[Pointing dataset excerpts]

────────────────────

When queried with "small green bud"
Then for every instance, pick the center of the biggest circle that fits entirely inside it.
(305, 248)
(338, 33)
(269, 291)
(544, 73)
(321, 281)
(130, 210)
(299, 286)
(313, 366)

────────────────────

#### [JOB]
Edit the items above so that "biggest" becomes "largest", leaving every other part unchanged.

#### [EXERCISE RESULT]
When queried with "small green bud"
Then for every instance, pick the center of the largest circle that fits entirely inside it.
(305, 248)
(338, 33)
(269, 291)
(544, 73)
(321, 281)
(130, 210)
(299, 286)
(313, 366)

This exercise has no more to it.